REQUIREMENT
Print all of the records below again without a single difference.

(Stored data entries)

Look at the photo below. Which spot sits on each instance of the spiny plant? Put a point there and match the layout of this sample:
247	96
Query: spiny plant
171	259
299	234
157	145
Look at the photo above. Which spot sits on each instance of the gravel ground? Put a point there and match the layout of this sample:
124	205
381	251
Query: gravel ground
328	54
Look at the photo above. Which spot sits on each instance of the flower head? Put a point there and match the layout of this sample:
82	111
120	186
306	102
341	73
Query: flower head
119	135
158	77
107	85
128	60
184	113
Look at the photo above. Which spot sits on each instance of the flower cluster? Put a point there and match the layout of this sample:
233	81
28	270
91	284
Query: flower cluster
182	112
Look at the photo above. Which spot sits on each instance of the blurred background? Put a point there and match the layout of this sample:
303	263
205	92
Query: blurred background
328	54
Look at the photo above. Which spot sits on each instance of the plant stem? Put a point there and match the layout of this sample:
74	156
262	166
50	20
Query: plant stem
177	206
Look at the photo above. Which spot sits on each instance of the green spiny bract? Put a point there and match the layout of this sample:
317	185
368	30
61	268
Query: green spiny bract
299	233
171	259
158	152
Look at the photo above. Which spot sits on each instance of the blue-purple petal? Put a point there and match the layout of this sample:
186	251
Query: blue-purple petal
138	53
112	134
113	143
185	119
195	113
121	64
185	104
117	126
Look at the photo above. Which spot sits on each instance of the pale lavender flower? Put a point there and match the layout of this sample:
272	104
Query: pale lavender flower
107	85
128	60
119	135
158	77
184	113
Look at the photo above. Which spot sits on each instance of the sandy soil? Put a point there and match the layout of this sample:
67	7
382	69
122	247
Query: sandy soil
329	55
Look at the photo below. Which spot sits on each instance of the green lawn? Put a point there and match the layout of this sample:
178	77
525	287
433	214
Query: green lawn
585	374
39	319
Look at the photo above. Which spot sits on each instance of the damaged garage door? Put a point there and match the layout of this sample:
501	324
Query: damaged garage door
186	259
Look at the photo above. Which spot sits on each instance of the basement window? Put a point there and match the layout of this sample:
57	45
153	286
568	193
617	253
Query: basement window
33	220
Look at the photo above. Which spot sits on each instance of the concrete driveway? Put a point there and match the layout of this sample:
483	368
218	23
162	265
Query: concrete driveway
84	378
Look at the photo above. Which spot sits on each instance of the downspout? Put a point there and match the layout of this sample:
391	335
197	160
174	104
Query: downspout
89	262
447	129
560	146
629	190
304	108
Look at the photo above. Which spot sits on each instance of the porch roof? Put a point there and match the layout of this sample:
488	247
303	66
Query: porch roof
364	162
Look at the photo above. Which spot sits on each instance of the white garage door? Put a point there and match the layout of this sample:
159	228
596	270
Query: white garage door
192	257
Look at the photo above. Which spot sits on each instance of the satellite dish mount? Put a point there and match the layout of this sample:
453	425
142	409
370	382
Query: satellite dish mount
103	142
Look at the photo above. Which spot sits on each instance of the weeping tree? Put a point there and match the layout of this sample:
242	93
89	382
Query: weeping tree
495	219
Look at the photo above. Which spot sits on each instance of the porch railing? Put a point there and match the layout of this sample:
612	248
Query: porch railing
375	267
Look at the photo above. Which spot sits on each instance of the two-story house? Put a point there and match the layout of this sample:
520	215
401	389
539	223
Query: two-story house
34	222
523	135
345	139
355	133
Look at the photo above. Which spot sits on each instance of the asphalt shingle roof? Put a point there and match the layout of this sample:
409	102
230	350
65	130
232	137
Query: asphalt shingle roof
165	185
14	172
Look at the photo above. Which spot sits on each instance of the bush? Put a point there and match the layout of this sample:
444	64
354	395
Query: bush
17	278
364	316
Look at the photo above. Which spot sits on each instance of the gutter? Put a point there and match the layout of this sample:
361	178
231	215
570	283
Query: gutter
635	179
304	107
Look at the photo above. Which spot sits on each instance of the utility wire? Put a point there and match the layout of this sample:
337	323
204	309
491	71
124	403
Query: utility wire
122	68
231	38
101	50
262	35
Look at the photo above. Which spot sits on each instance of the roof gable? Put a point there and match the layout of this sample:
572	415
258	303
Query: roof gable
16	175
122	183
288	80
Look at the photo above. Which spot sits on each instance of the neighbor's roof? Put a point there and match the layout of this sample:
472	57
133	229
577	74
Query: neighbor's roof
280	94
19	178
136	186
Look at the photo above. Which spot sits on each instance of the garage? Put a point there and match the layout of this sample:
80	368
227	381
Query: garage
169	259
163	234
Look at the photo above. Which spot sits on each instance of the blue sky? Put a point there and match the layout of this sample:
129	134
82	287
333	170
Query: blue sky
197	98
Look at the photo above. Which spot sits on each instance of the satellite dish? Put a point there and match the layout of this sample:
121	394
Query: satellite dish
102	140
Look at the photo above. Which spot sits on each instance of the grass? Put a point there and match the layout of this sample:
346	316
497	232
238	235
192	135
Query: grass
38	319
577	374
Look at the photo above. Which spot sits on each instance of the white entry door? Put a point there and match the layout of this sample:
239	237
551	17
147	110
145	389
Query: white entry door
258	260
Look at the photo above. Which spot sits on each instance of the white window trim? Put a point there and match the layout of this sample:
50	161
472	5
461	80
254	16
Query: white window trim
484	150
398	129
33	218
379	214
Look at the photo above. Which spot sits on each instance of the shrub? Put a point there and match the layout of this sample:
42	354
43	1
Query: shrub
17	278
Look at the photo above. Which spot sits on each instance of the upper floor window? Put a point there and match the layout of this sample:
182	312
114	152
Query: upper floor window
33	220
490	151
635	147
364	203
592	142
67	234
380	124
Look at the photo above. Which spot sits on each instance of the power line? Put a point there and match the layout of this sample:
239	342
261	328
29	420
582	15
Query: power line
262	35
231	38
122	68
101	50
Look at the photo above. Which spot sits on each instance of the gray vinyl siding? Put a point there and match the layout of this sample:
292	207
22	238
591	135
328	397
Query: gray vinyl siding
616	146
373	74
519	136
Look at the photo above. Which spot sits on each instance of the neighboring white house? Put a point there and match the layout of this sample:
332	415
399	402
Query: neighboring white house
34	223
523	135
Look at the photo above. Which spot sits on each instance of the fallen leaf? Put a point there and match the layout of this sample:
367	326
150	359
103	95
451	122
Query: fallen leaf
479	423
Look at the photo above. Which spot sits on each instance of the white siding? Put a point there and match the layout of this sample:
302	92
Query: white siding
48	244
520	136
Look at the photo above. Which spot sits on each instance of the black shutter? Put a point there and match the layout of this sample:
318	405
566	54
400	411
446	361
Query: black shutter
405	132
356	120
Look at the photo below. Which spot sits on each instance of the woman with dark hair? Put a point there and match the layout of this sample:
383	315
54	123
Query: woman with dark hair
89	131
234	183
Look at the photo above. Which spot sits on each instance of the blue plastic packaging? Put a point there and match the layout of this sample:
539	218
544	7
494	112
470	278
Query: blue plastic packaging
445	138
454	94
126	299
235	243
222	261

YOUR SOLUTION
Look at the photo below. Which spot sits on each instance of the spiny plant? Put a point there and match the layout of this sample:
247	96
Query: spiny plant
171	259
299	234
157	145
Look at the photo above. Which spot sits on each instance of the gravel ground? Put a point there and match the layout of this sample:
124	205
381	251
Query: gravel ground
328	54
Look at the photo above. Which spot sits on each instance of the flower head? Put a point there and match the layout of this sample:
82	111
120	186
306	102
341	73
Query: flower head
119	135
158	77
107	85
128	60
184	113
Look at the photo above. Which spot sits on each instance of the flower cluster? Put a point there and match the layout of this sample:
233	81
28	270
91	284
Query: flower cluster
182	112
Look at the photo above. Which spot sits on each instance of the blurred background? Put a point there and match the layout of this sample:
303	263
205	92
Query: blurred background
328	54
Look at the photo above. Which spot sits on each instance of the plant stem? Put a point there and match the layout of this sample:
74	156
262	166
50	20
Query: plant stem
177	206
Look at the photo above. Which spot sits on each instance of the green spiny bract? Put a point there and match the layout of this sample:
317	185
368	30
61	268
Query: green spiny bract
299	233
171	259
158	152
Look at the photo above. Which spot sits on each instance of the blue-purple petal? Put a point there and match the layout of this sample:
186	251
Query: blue-purple petal
138	53
112	134
113	143
185	119
195	113
121	64
185	104
117	126
Look at the photo above. Which spot sits on each instance of the pale lavender flower? Put a point there and match the layout of this sample:
272	104
Query: pale lavender flower
107	85
128	60
119	135
158	77
184	113
Look at the photo above. Which spot sits on each instance of the sandy soil? Put a point there and match the layout of this sample:
67	7
382	69
122	247
Query: sandy soil
329	55
Look at the photo below. Which spot sits on each instance of the green lawn? Put a point there and match the layout of this sample:
178	77
525	287
433	214
Query: green lawn
585	374
39	319
Look at the photo above. Which spot sits on each instance of the damaged garage door? Put a point there and match the layout of this sample:
501	324
Query: damaged garage door
186	259
Look at the photo above. Which spot sits on each instance of the basement window? Put a point there and match the layout of this sample:
57	45
153	286
568	193
617	253
Query: basement window
33	220
Look at the photo above. Which spot sits on each instance of the concrete driveway? Put a point there and match the layout of this sample:
483	368
218	23
162	265
Query: concrete driveway
84	378
Look at the photo above. Which spot sits on each instance of the downspout? Put a point there and match the layout of this sample:
391	335
197	160
174	104
Query: downspout
89	262
447	129
560	146
629	190
304	108
Look at the photo above. Which spot sits on each instance of the porch roof? Put a point there and match the layout of this sample:
488	247
303	66
Query: porch roof
364	162
Look at the photo above. Which spot sits on each instance of the white garage door? Put a point there and match the layout of this sample:
159	228
596	270
Query: white garage door
192	257
Look at the photo above. Which spot sits on each instance of the satellite dish mount? Put a point there and match the layout of this sample:
453	425
142	409
370	382
Query: satellite dish mount
103	142
Look at the photo above. Which spot sits on each instance of the weeping tree? Put a point there and match the layout of this sample:
242	93
89	382
Query: weeping tree
495	219
Look at the photo above. Which spot sits on each instance of the porch railing? Put a point there and match the layout of this sample:
612	248
Query: porch railing
375	267
Look at the photo above. Which spot sits on each instance of the two-story house? Put a point there and match the layout of this sample:
520	215
401	389
539	223
Query: two-story house
34	222
523	135
345	139
355	133
Look at the photo above. Which spot sits on each instance of the asphalt shingle roof? Put a point there and match the layout of this sample:
409	102
230	350
65	130
232	137
Query: asphalt shingle roof
165	185
14	172
Look at the photo above. Which spot sits on each instance of the bush? Put a point there and match the layout of this sample:
444	64
354	395
Query: bush
17	278
364	316
Look at the photo above. Which spot sits on each instance of the gutter? Put a point there and match the layout of this sample:
361	178
231	215
570	283
Query: gutter
635	179
304	107
Look at the photo above. Which spot sits on each instance of the utility wire? Put a point there and match the layout of this sample:
337	323
204	309
491	71
124	403
Query: utility wire
122	68
231	38
101	50
262	35
Look at the photo above. Which spot sits on each instance of the roof gable? Put a point there and match the layout of this sample:
572	415
258	303
Query: roof gable
16	175
122	183
288	80
Look at the photo above. Which spot sits on each instance of the neighbor's roof? Put a point there and match the layout of this sample:
472	57
133	229
577	74
Query: neighbor's roof
280	94
19	178
136	186
Look at the photo above. Which spot sits on each instance of the garage? Put a point there and match the layout of this sample:
80	368
227	381
Query: garage
169	259
163	234
Look at the photo above. Which spot sits on each instance of the blue sky? Put a point there and match the layout of this sample:
129	134
82	287
333	170
Query: blue sky
197	98
Look at the photo above. Which spot sits on each instance of the satellite dish? Put a point there and match the layout of this sample:
121	394
Query: satellite dish
102	140
Look at the photo above. Which spot sits on each instance of the grass? Put a point there and match the layout of this sample:
346	316
497	232
238	235
192	135
Query: grass
38	319
577	374
Look at the photo above. Which spot sits on each instance of the white entry door? Put a point there and match the layout of this sample:
239	237
551	17
147	110
145	389
Query: white entry door
258	260
Look at the photo above. Which spot sits on each instance of the white window trim? Put a point there and match the layout of this sample:
50	161
472	5
461	80
254	16
Query: white window trim
484	150
398	129
33	218
379	214
Look at the photo above. Which spot sits on each instance of the shrub? Put a point there and match the layout of this sample:
42	354
43	1
Query: shrub
17	278
Look at the photo above. Which spot sits on each instance of the upper floor window? Put a point there and match the layout of this sample:
182	312
114	152
Query: upper floor window
33	220
490	151
635	147
364	203
592	142
67	234
380	124
Look at the photo above. Which spot sits on each instance of the power line? Put a point there and match the layout of this sample:
239	342
261	328
29	420
582	15
Query: power line
262	35
231	38
122	68
101	50
Look at the photo above. Which spot sits on each instance of the gray vinyl siding? Put a point there and match the layout of this sample:
292	207
22	238
591	135
328	397
Query: gray vinyl siding
616	146
373	74
519	136
Look at the photo above. Which spot sits on each instance of the neighboring white house? Put a point there and match the layout of this sample:
332	415
399	402
Query: neighboring white house
34	223
523	135
Look at the photo above. Which spot sits on each instance of the fallen leaf? Put a point there and match the layout of this sample:
367	326
150	359
103	95
451	122
Query: fallen leaf
479	423
Look at the photo above. Which spot sits on each instance of the white siding? Put a point there and match the layout of this sample:
302	92
Query: white siding
48	244
520	136
Look at the photo above. Which spot sits on each instance of the black shutter? Put a point there and match the layout of this sample:
318	405
566	54
400	411
446	361
Query: black shutter
405	132
356	120
Look at the photo below. Which spot sits on each instance of the woman with dark hair? Put a point there and match the layout of this sample:
383	315
54	123
Query: woman with dark hair
89	131
234	183
Look at the photo above. Which spot sits on each instance of the blue plastic packaging? Put a point there and match the layout of this sample:
539	218
544	7
494	112
470	278
Query: blue plastic packaging
445	138
454	94
126	299
235	243
222	261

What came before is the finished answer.